- [BRIEF]: Copy all entries without alteration and skip the pictures they hold.
§ §
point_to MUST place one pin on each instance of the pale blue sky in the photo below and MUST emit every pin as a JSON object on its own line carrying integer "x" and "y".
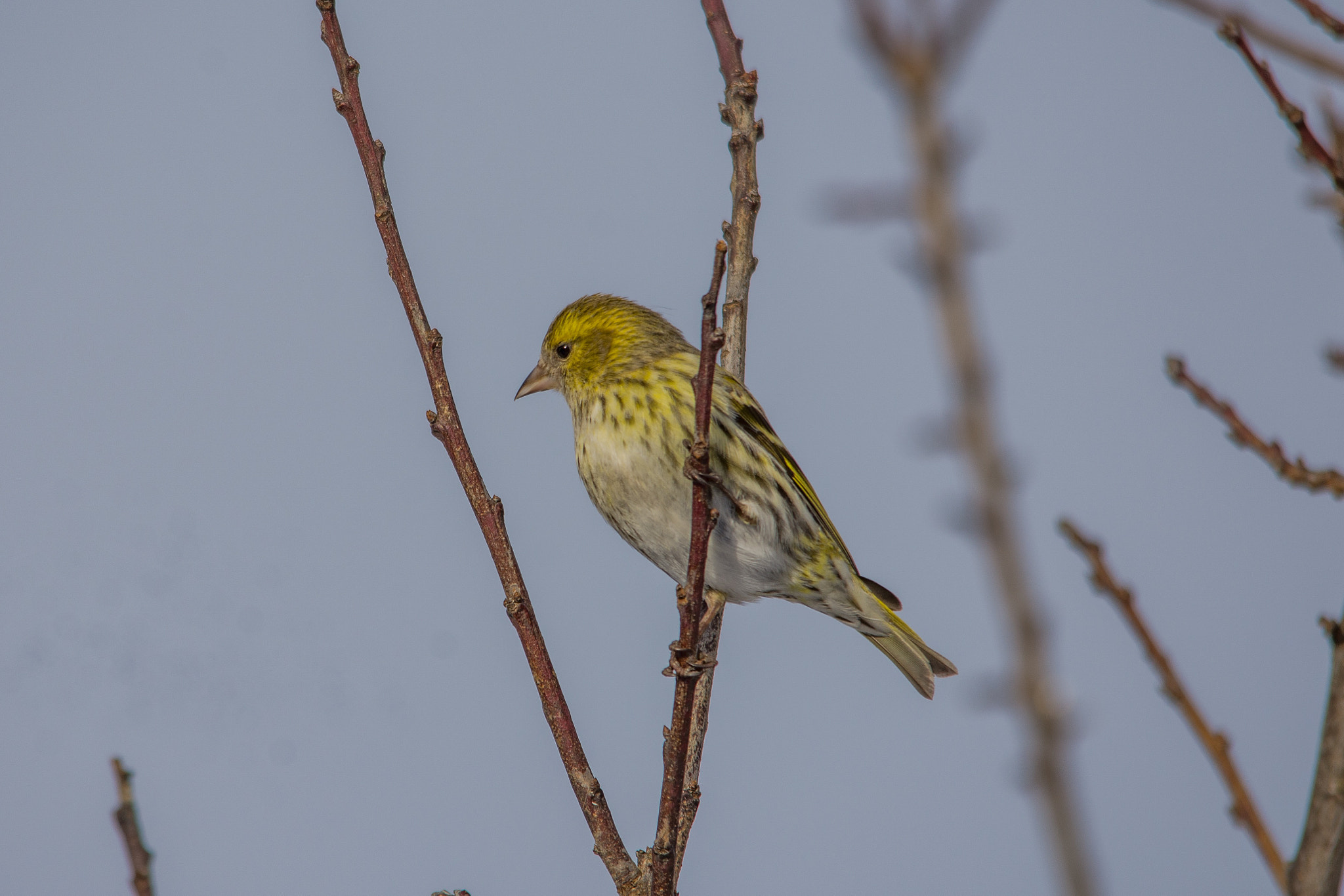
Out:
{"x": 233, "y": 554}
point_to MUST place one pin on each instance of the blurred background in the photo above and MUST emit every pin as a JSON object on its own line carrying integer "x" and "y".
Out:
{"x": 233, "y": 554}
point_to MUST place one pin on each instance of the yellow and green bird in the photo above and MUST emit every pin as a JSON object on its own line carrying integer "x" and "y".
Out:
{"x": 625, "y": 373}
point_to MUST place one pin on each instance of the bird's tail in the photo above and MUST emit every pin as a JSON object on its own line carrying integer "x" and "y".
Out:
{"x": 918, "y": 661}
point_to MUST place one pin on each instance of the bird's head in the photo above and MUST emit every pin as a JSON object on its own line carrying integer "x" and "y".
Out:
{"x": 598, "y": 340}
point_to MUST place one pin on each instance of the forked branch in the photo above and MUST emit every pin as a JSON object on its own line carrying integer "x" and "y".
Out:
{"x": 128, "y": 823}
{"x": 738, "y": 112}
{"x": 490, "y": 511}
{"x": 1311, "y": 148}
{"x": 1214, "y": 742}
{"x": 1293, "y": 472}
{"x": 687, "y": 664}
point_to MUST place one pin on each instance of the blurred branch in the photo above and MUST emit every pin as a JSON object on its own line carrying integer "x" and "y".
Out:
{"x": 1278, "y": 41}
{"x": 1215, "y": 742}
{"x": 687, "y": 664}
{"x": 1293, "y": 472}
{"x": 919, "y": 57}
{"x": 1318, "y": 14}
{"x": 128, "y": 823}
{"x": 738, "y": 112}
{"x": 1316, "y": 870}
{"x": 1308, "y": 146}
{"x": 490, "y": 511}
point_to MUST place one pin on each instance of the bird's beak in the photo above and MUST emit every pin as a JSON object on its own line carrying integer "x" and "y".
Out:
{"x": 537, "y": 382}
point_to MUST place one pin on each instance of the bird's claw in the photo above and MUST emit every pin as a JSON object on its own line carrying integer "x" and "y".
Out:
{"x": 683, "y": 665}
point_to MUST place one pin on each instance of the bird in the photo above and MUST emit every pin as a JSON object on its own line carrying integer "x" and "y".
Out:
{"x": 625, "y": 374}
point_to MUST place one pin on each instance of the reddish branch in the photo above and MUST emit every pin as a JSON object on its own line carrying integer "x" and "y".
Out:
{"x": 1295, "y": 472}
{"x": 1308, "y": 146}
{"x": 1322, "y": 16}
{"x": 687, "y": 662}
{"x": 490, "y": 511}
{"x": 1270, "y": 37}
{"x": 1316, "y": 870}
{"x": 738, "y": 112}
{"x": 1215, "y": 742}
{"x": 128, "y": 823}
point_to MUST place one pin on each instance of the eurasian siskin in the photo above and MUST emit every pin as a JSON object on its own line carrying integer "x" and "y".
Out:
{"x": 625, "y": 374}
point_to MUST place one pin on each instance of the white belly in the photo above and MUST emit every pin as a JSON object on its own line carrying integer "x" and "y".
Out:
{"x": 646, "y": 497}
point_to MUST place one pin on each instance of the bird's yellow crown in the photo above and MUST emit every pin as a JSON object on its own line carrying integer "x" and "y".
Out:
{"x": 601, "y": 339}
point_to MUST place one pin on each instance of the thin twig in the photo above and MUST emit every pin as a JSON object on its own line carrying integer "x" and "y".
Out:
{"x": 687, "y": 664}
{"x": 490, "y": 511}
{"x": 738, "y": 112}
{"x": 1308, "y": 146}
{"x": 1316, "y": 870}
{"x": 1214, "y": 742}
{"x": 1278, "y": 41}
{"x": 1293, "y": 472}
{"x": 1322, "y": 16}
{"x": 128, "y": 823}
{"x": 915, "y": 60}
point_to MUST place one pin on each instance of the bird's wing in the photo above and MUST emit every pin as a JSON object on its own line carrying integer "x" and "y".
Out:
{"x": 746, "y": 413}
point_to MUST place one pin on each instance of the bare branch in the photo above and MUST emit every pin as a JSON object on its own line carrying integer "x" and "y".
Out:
§ §
- [SOLUTION FOR THIS PROBLEM]:
point_to MUST place one pin on each instance of the pale blue sky in the photo below and MUST emit every pin as a JSON object on its own line carrying integer "x" and "y".
Out:
{"x": 233, "y": 554}
point_to MUST place one pin on each instance of the blurred background in the photo above and MUST emit every pin as a JSON object on its own line carrying integer "x" and "y".
Out:
{"x": 233, "y": 554}
point_to MUST place one pin on each instance of the yellow and green bird in the photo above and MUST emit every pin as a JSON object on its own line carrying integer "x" and "y".
Out:
{"x": 625, "y": 373}
point_to MUST place one pin on each instance of the bird's tail in the photo above and MUST emit every pin as a JSON object on its own line carrying integer "x" and "y".
Out:
{"x": 918, "y": 661}
point_to MUST place one pin on each instance of the bird's head in the photo above and MUST emit every pin as a JSON object on its own line carrying integer "x" and "y".
Out:
{"x": 598, "y": 340}
point_to MUST place one pin on each instance of the forked branch in the photo above and MUST emit every pin as a JSON object on its own line carrying integer "x" and "y".
Out:
{"x": 128, "y": 823}
{"x": 738, "y": 112}
{"x": 490, "y": 511}
{"x": 1311, "y": 148}
{"x": 1214, "y": 742}
{"x": 1293, "y": 472}
{"x": 687, "y": 664}
point_to MUST place one pin on each instance of the blurred branch in the photo above and MUST emit every pin as a JSON object on its own line carrying integer "x" and "y".
Out:
{"x": 1278, "y": 41}
{"x": 1215, "y": 742}
{"x": 687, "y": 664}
{"x": 1293, "y": 472}
{"x": 919, "y": 57}
{"x": 1318, "y": 14}
{"x": 128, "y": 823}
{"x": 738, "y": 112}
{"x": 1316, "y": 870}
{"x": 1308, "y": 146}
{"x": 490, "y": 511}
point_to MUST place one pin on each instance of the bird's beak in the photo above and MUST emit every pin as a JSON object on its own line carrying integer "x" and "y".
Out:
{"x": 537, "y": 382}
point_to MUST place one pin on each instance of the bird's claw in the photo above and MUST emit every pin as a JSON object on its own line carrying integer "x" and "y".
Out:
{"x": 683, "y": 665}
point_to MUST place one pin on each instance of the bird in the photo above and MUST emit every pin as a JSON object on its own line carrying integer "x" and "y".
Out:
{"x": 625, "y": 374}
point_to MUST place one pin on each instance of the reddish branch in the photo above and MUST emit every pin as a JSON object on its own line carrying integer "x" and "y".
Out:
{"x": 1295, "y": 472}
{"x": 1308, "y": 146}
{"x": 1322, "y": 16}
{"x": 687, "y": 662}
{"x": 490, "y": 511}
{"x": 1270, "y": 37}
{"x": 1316, "y": 870}
{"x": 738, "y": 112}
{"x": 1215, "y": 742}
{"x": 128, "y": 823}
point_to MUST place one pin on each instance of the eurasian siskin in the photo above and MUST emit every pin as a JSON object on its own line carrying integer "x" and "y".
Out:
{"x": 625, "y": 374}
point_to MUST place one pin on each instance of the white belly in the photo above and MUST emit every pin as a JSON object on its own line carrying integer "x" and "y".
Out:
{"x": 646, "y": 497}
point_to MUST place one pin on each instance of the bird's yellow crown in the photo above and MUST emit every pin as a JSON object on its own line carrying integer "x" and "y".
Out:
{"x": 601, "y": 339}
point_to MUST place one pin on each instance of the thin twig in the photo above and MUST emit every pin as a JSON object on its own line carrying integer "x" and "y".
Out:
{"x": 687, "y": 664}
{"x": 490, "y": 511}
{"x": 738, "y": 112}
{"x": 1308, "y": 146}
{"x": 1316, "y": 870}
{"x": 1214, "y": 742}
{"x": 1278, "y": 41}
{"x": 1293, "y": 472}
{"x": 1322, "y": 16}
{"x": 128, "y": 823}
{"x": 915, "y": 60}
point_to MUST place one pin on each instance of the bird's wing in the photo above and MUST emit every pin as a JSON object on its own line carrying integer "x" and "y".
Out:
{"x": 746, "y": 413}
point_to MUST place one pin on each instance of the bare branch in the photo above and MUST emit every pin as a JSON object on its own line carrying integer "x" and "y".
Out:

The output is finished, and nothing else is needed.